Task item
For this exercise, print only the lines from the one containing "the wooden tabletop" through the end of the material below, exactly as given.

Given records

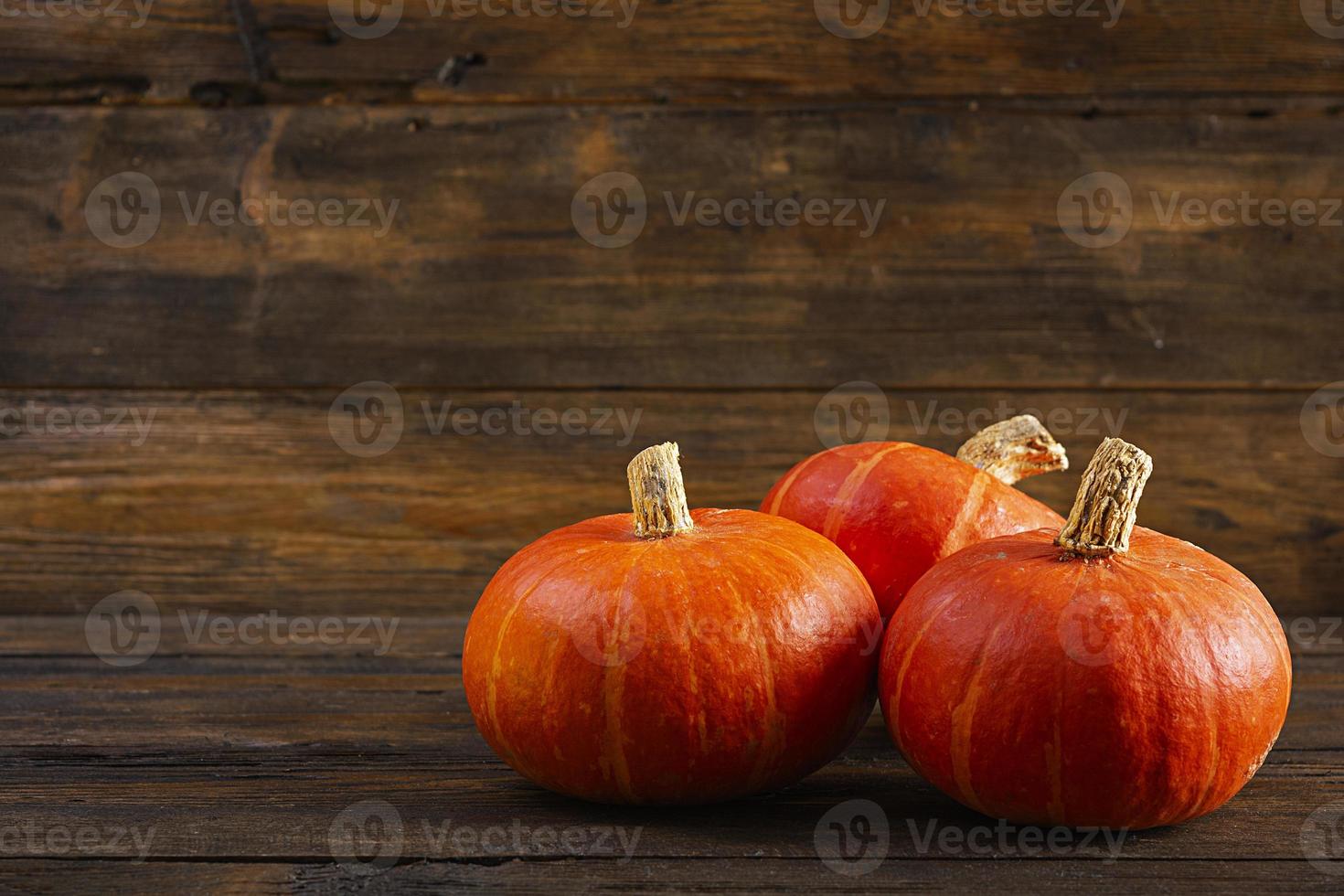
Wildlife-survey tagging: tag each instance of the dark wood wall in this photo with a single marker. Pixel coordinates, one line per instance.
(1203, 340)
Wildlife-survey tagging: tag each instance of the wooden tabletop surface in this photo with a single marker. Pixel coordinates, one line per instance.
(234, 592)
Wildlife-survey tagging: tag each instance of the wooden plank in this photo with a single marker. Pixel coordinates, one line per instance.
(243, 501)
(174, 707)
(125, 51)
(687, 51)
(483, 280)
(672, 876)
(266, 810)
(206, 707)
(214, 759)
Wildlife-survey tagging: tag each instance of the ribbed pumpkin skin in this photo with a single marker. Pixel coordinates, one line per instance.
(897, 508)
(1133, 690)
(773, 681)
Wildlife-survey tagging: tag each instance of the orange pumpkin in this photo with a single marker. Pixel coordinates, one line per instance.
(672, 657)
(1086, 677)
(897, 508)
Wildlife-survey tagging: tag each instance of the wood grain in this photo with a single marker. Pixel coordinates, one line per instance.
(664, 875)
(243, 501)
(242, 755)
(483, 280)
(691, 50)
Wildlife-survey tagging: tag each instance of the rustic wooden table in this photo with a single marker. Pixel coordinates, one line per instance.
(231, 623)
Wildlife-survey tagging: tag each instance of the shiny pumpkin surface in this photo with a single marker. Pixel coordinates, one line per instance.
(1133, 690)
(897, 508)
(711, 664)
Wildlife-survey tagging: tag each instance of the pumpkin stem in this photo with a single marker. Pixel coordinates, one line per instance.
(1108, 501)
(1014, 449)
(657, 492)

Result of the exercise
Wildlife-survey tagging: tag each instance of the wooden tabletop surface in this photo with a single marker. Pixel coordinates, one line per instance.
(234, 592)
Wildlife-survey tagging: tag each instance of the wooden plank in this photo with a single marker. Pixel coordinates, one line per instance.
(243, 501)
(174, 707)
(125, 51)
(687, 51)
(483, 280)
(672, 876)
(266, 810)
(206, 707)
(214, 759)
Wildlife-survey tagging: tag each instance of the ribbed pumpkin skin in this photo with a single marker. Pixel coordinates, one line per instance.
(897, 508)
(1133, 690)
(773, 681)
Wildlife-survey tagging: tag each instance of the orange pumpkin in this photo with a single marker. Pixel coordinates, one line per instance.
(672, 657)
(1086, 677)
(897, 508)
Wildlife-survey tagging: tag each instance of the wood grain in this photo with a single marker. Pixel coordinates, one line per instance.
(664, 875)
(243, 501)
(242, 755)
(483, 280)
(691, 50)
Wildlife-survey tagging: tag each instance of the rustic wooden table in this photo with a single marker. Pixel coordinates, one line per instance.
(231, 623)
Wildlife-survey tagging: tag each instance of the shiny pumpkin surface in this photo with a single marker. Pixel coordinates, one line per instance.
(1133, 690)
(897, 508)
(711, 664)
Wildlife-survey tagging: tag each instance of the pumpkin stem in this photo with a single marker. Pixel coordinates, one line per instance.
(1108, 501)
(1014, 449)
(657, 492)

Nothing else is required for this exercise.